[Start DATASET RECORDS]
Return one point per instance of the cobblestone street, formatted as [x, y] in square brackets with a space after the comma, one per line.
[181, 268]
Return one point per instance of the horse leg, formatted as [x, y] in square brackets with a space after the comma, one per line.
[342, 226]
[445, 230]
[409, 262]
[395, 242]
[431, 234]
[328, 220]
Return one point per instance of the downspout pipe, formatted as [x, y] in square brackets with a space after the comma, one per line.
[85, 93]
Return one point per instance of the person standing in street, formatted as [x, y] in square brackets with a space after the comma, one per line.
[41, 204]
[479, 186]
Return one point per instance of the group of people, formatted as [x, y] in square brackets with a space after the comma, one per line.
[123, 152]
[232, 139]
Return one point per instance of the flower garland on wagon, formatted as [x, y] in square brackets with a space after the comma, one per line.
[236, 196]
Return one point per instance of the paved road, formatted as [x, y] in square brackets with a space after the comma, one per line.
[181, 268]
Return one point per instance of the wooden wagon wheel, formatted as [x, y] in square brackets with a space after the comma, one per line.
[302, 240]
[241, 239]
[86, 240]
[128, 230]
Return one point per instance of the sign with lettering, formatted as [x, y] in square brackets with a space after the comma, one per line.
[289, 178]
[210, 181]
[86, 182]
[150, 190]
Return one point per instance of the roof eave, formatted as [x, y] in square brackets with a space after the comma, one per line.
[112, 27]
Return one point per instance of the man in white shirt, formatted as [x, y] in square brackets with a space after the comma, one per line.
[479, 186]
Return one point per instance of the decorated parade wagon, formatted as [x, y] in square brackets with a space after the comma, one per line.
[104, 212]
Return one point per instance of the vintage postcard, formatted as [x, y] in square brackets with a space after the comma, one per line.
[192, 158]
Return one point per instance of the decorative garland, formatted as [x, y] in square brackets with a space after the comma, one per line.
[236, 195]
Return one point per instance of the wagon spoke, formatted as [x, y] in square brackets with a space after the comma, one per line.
[End DATASET RECORDS]
- _WHAT IS EXPECTED_: Copy all data exactly, start to finish.

- _COMPLETED TASK_:
Return one point per instance of the cobblestone street, formatted as [x, y] in square brackets with a space after the comma, one per line.
[181, 268]
Return one point per instance of the horse leg, formatted as [x, y] in square brackets with a space after the comma, one per line.
[342, 226]
[445, 230]
[409, 262]
[395, 242]
[431, 234]
[328, 220]
Return one point per instance of the downspout pipe, formatted as [x, y] in square brackets with a space after the comma, one per line.
[85, 93]
Return one point per instance of the person standing in street, formatted as [x, y] in square brackets with a space after the comma, one per line.
[41, 204]
[479, 186]
Return one point per instance of the group of people, formatted as [x, y] in square brackets with a space after the comma, one per line.
[123, 152]
[232, 139]
Return one point per instance of the flower garland on wagon, formatted as [x, y] in square brackets with a space after the comma, one per line.
[236, 196]
Return one point per instance of the paved road, formatted as [x, y] in square brackets with a space after the comma, one per line.
[181, 268]
Return one point per instance of the wooden wagon wheel, formatted as [x, y] in square brackets with a space after the comma, one per line.
[302, 240]
[241, 239]
[86, 240]
[128, 230]
Return one point per instance of the sign with lettering, formatted as [x, y] in square brackets with a space after the comma, one per line.
[289, 178]
[210, 181]
[86, 182]
[150, 190]
Return one point per instance of the roof eave, formatted as [x, y] in square brackets with a space after the comma, one per line.
[112, 27]
Return one point per instance of the man in white shirt, formatted as [x, y] in square brackets with a space after the comma, one per line.
[479, 186]
Return one point per instance of the decorated parade wagon, formatted as [x, y] in square brackets with a space after the comma, one per line.
[104, 212]
Return one point per instance of the vintage postcard, formatted as [x, y] in square brackets with a space after the comma, one per line.
[192, 158]
Return one point per instance of the decorative garland, formatted as [x, y] in square brackets with a space after the comma, one per line.
[236, 195]
Return one point per instance of the wagon spoke, formatted as [x, y] in square brackets with a space after the comma, one per line.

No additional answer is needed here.